KDF dream

TL;DR

- Challenge Setup: We are an established Man-in-the-Middle between Alice and Bob
- Key Discoveries: To initially exchange a shared key, the Diffie-Hellman Key Exchange is used and the OTPs are calculated via the KDF SP800 108 Counter Mode
- Vulnerability: Diffie-Hellman Key Exchange is vulnerable for a Man-in-the-Middle attacker and SP800 108 Counter Mode breaks by the wrong usage of the underlying PRF
- Exploitation: Just exploit the vulnerable crypto components :P

1. Introduction

We are given some Python files simulating a series of communication exchanges between Alice and Bob. Luckily enough, we are already an established Man-in-the-Middle, so we can intercept, modify and drop any communication between these two parties. The goal of the challenge is to modify the exchanged messages so that Bob will receive the message with content like allgoodprintflag from Alice. The twist of this challenge lies in the used crypto algorithms like the used key derivation function (KDF) SP800 108 Counter Mode and its underlying primitives.
####################
Exercise tasks:
• 1. Do these statements agree with the KDF dream excerpt? Answer yes or no for each, quoting the words of the excerpt that decide it. (a) The Diffie-Hellman Key Exchange is used to initially exchange a shared key. (b) The attacker can intercept communication between Alice and Bob but cannot modify it. (c) The goal is for Alice to receive a message from Bob.
• 2. From the KDF dream excerpt, extract everything from "1. Introduction" down to "its underlying primitives.".

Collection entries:
####################
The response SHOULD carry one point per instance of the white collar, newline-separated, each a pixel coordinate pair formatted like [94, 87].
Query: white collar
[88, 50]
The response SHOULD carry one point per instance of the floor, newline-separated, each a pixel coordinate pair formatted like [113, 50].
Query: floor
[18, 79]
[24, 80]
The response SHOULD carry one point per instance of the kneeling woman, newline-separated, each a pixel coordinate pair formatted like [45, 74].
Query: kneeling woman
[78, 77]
####################
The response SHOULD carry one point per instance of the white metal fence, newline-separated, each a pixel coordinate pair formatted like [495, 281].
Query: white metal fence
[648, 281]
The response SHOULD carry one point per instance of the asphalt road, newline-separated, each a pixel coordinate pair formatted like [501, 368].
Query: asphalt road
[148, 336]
####################
Answers to each task:
• 1.
(a) Yes: "To initially exchange a shared key, the Diffie-Hellman Key Exchange is used"
(b) No: "we can intercept, modify and drop any communication between these two parties"
(c) No: "so that Bob will receive the message with content like allgoodprintflag from Alice"

• 2.
1. Introduction

We are given some Python files simulating a series of communication exchanges between Alice and Bob. Luckily enough, we are already an established Man-in-the-Middle, so we can intercept, modify and drop any communication between these two parties. The goal of the challenge is to modify the exchanged messages so that Bob will receive the message with content like allgoodprintflag from Alice. The twist of this challenge lies in the used crypto algorithms like the used key derivation function (KDF) SP800 108 Counter Mode and its underlying primitives.